--- Extracted entries ---
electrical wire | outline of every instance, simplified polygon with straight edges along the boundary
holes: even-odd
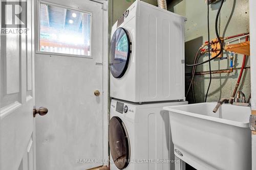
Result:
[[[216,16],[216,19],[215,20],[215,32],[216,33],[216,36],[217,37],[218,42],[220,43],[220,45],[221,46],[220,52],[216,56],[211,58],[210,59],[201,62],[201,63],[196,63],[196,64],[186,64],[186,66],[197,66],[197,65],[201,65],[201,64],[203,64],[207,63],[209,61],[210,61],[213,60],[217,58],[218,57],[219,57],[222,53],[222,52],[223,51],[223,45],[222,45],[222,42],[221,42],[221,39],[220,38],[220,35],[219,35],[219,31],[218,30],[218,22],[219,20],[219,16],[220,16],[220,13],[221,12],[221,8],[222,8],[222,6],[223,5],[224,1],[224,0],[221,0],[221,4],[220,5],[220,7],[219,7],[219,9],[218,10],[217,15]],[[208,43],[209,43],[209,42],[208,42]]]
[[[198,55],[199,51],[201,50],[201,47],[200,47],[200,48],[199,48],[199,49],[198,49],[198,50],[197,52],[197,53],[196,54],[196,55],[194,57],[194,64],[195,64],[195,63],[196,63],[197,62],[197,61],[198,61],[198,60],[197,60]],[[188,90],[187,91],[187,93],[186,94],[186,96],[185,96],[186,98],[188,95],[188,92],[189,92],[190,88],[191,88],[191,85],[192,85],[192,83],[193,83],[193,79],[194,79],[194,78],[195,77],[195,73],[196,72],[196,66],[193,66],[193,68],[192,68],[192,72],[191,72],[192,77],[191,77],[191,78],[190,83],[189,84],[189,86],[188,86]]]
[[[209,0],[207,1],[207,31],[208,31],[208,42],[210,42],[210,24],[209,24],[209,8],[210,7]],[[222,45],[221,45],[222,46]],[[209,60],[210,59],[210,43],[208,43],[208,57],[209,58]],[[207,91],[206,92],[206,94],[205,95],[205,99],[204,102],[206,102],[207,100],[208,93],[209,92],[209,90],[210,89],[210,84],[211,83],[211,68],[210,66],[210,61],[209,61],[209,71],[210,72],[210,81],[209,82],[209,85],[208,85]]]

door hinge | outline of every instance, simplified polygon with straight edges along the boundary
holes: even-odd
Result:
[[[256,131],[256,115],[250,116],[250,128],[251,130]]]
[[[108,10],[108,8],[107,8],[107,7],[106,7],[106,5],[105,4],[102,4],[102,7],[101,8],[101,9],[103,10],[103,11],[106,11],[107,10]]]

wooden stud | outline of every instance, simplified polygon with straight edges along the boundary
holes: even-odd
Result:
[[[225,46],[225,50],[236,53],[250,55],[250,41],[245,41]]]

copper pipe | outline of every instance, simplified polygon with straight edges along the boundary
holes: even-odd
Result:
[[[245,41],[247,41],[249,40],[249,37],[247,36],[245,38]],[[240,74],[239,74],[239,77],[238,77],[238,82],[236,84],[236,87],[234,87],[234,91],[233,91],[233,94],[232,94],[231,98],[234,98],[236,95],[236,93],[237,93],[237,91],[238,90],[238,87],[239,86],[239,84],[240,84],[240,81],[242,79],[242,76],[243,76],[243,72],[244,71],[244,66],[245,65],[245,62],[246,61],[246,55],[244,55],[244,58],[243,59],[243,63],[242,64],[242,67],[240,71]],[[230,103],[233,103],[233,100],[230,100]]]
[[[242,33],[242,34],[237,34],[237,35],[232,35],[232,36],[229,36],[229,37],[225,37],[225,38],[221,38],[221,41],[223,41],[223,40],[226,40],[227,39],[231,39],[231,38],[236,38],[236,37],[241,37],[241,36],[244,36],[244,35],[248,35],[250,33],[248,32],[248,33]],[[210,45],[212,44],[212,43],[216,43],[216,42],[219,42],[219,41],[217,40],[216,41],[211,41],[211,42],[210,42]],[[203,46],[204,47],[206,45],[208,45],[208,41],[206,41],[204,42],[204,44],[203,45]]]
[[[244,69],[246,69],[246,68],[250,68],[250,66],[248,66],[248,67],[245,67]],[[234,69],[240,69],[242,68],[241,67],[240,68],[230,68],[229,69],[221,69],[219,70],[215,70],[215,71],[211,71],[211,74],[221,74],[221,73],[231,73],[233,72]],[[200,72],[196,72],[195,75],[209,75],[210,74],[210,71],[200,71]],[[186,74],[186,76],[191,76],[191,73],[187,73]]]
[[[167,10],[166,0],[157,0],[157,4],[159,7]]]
---
## Task brief
Rewrite every one of the records above, changing each "simplified polygon" to "reduced polygon" and leaving everything else unchanged. Omit the pictures from your answer.

## The completed task
electrical wire | outline of every instance, reduced polygon with straight edges along the boundary
holes: even-odd
Result:
[[[216,16],[216,19],[215,20],[215,32],[216,33],[216,36],[217,37],[218,42],[220,43],[220,45],[221,46],[220,52],[216,56],[211,58],[210,59],[201,62],[201,63],[196,63],[196,64],[186,64],[186,66],[197,66],[197,65],[201,65],[201,64],[203,64],[207,63],[209,61],[210,61],[213,60],[217,58],[218,57],[219,57],[222,53],[222,52],[223,51],[223,45],[222,45],[222,42],[221,42],[221,39],[220,38],[220,35],[219,35],[219,31],[218,30],[218,22],[219,20],[219,16],[220,16],[220,13],[221,12],[221,8],[222,8],[222,6],[223,5],[224,1],[224,0],[221,0],[221,4],[220,5],[220,7],[219,7],[219,9],[218,10],[217,15]],[[208,43],[209,43],[209,42],[208,42]]]
[[[198,55],[199,51],[201,50],[201,47],[200,47],[200,48],[199,48],[199,49],[198,49],[198,50],[197,52],[197,53],[196,54],[196,55],[194,57],[194,64],[195,64],[195,63],[196,63],[197,62],[197,61],[198,61],[198,60],[197,60]],[[188,90],[187,91],[187,93],[186,94],[186,96],[185,96],[186,98],[188,95],[188,92],[189,92],[190,88],[191,88],[191,85],[192,85],[192,83],[193,83],[193,79],[194,79],[194,78],[195,77],[195,73],[196,72],[196,66],[193,66],[193,68],[192,68],[192,72],[191,72],[192,77],[191,77],[191,78],[190,83],[189,84],[189,86],[188,86]]]
[[[209,0],[207,1],[207,31],[208,31],[208,42],[210,42],[210,24],[209,24],[209,8],[210,7]],[[222,45],[221,45],[222,46]],[[209,60],[210,59],[210,43],[208,43],[208,57],[209,58]],[[207,91],[206,92],[206,94],[205,95],[205,99],[204,102],[206,102],[207,100],[208,93],[209,92],[209,90],[210,89],[210,84],[211,83],[211,68],[210,66],[210,61],[209,61],[209,71],[210,72],[210,81],[209,82],[209,85],[208,85]]]

door hinge | outline of every instance, reduced polygon with straight edges along the boundary
holes: even-odd
Result:
[[[256,131],[256,115],[250,116],[250,128],[251,130]]]
[[[108,10],[108,8],[107,8],[107,7],[106,7],[106,5],[105,4],[102,4],[102,7],[101,8],[101,9],[103,10],[103,11],[106,11],[107,10]]]

wooden stud | outline of every instance, reduced polygon with straight edges along the boundary
holes: even-odd
Result:
[[[225,46],[225,50],[236,53],[250,55],[250,41],[245,41]]]

copper pipe | outline of every instance, reduced polygon with straight edges along the boundary
holes: even-odd
Result:
[[[245,41],[247,41],[249,40],[249,37],[247,36],[245,38]],[[240,74],[239,74],[239,77],[238,77],[238,82],[236,84],[236,87],[234,87],[234,91],[233,91],[233,94],[232,94],[231,98],[234,98],[236,95],[236,93],[237,93],[237,91],[238,90],[238,87],[239,86],[239,84],[240,84],[240,81],[242,79],[242,76],[243,76],[243,72],[244,71],[244,66],[245,65],[245,62],[246,61],[246,55],[244,55],[244,58],[243,59],[243,63],[242,64],[242,67],[240,71]],[[230,103],[233,103],[233,100],[230,100]]]
[[[242,33],[242,34],[237,34],[237,35],[232,35],[232,36],[229,36],[229,37],[225,37],[225,38],[221,38],[221,41],[223,41],[223,40],[226,40],[227,39],[231,39],[231,38],[236,38],[236,37],[241,37],[241,36],[244,36],[244,35],[248,35],[250,33],[248,32],[248,33]],[[210,45],[212,44],[212,43],[216,43],[216,42],[219,42],[219,41],[217,40],[216,41],[211,41],[211,42],[210,42]],[[203,46],[204,47],[206,45],[208,45],[208,41],[206,41],[204,42],[204,44],[203,45]]]
[[[244,69],[246,69],[246,68],[250,68],[250,66],[248,66],[248,67],[245,67]],[[234,69],[240,69],[242,68],[241,67],[240,68],[230,68],[229,69],[221,69],[219,70],[215,70],[215,71],[211,71],[211,74],[221,74],[221,73],[231,73],[233,72]],[[200,72],[196,72],[195,75],[209,75],[210,74],[210,71],[200,71]],[[186,74],[186,76],[191,76],[191,73],[187,73]]]
[[[167,10],[166,0],[157,0],[157,4],[159,7]]]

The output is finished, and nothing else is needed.